-- Exercise text --
○ ○ ○ ○ ○

Rhodes Politics Department fundraises for Somalia

The Rhodes University Department of Politics and International studies showed that it doesn’t just teach theories of how things can be improved in the world, but also showed how things can be done.

Recently the Department in collaboration with the Students for Social Justice embarked on a fundraising campaign to contribute towards the Gift of the Givers Foundation – Somalia Starvation Crisis Initiative to help the people of Somalia who are currently dying because of starvation and lack of medicine.

When asked what was the rationale behind this noble cause by the department? One of the organisers from the Department of Politics and International studies lecturer Ms Siphokazi Magadla said that the initiative was a “response to the United Nations declaration of famine in two regions of southern Somalia (southern Bakool and Lower Shabelle).”

According to a report by the United Nations Food Security and Nutrition Analysis Unit about 4 million Somalis are in a crisis as a result of the famine, with a further reported 750 000 people at risk of death in the next four months if the situation isn’t aggressively tackled from an aid perspective.

“The rationale (of the fundraising campaign) therefore was simply that something has to be done to respond now to this emergency crisis. We were especially motivated by the clear response from Africans themselves to help other Africans through such initiative as the South African humanitarian organization Gift of the Givers Foundation- who has already delivered 112 tons of food parcels to Mogadishu,” said Ms Magadla.

She said that the funding was to support the second trip of the medical doctors sent by the philanthropic group, Gift of the Givers which left for Somalia the past Monday (04 September). This effort was initiated by Ms Magadla, with support of fellow staff members Mike Mavura, Shingi Maparura, and Zuziwe Msomi in collaboration with the society Students for Social Justice.

○ ○ ○ ○ ○

-- Data for analysis --

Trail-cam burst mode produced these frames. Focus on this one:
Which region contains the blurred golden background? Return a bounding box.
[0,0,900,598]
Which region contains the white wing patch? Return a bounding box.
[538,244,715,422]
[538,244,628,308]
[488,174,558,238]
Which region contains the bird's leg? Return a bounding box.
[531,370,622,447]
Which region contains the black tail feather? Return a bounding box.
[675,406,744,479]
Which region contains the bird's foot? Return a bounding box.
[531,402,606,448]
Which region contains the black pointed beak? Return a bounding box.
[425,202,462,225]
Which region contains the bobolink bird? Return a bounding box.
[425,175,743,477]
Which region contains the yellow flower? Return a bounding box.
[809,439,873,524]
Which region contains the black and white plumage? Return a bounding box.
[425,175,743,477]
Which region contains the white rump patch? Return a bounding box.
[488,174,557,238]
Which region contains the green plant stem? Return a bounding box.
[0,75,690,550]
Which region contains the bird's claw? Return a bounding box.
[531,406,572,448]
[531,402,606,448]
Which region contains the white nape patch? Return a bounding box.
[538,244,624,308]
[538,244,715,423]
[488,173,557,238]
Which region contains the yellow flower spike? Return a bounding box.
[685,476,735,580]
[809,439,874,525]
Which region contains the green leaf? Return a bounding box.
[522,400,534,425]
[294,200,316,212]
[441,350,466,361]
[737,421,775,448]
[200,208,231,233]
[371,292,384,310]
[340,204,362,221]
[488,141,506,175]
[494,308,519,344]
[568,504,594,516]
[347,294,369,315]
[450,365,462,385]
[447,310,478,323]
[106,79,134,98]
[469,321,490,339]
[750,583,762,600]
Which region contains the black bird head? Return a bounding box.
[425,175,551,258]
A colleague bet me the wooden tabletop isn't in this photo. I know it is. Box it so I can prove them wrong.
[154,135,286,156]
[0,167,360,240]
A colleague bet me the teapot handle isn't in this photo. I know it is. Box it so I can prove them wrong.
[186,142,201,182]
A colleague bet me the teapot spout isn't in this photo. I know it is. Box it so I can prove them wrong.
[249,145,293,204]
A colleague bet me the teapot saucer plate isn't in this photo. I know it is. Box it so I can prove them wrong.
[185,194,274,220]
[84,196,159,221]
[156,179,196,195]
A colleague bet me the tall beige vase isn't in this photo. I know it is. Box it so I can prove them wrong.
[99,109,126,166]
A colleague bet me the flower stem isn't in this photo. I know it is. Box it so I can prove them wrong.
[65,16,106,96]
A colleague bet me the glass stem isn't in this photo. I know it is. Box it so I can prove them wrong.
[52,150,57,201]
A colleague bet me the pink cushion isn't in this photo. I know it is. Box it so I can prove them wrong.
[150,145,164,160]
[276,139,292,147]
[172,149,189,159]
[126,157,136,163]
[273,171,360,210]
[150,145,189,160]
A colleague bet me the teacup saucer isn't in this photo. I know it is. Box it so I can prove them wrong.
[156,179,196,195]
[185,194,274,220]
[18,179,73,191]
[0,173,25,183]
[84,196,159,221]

○ ○ ○ ○ ○

Name every person mentioned by name in the article on the Rhodes fundraiser for Somalia.

- Siphokazi Magadla
- Mike Mavura
- Shingi Maparura
- Zuziwe Msomi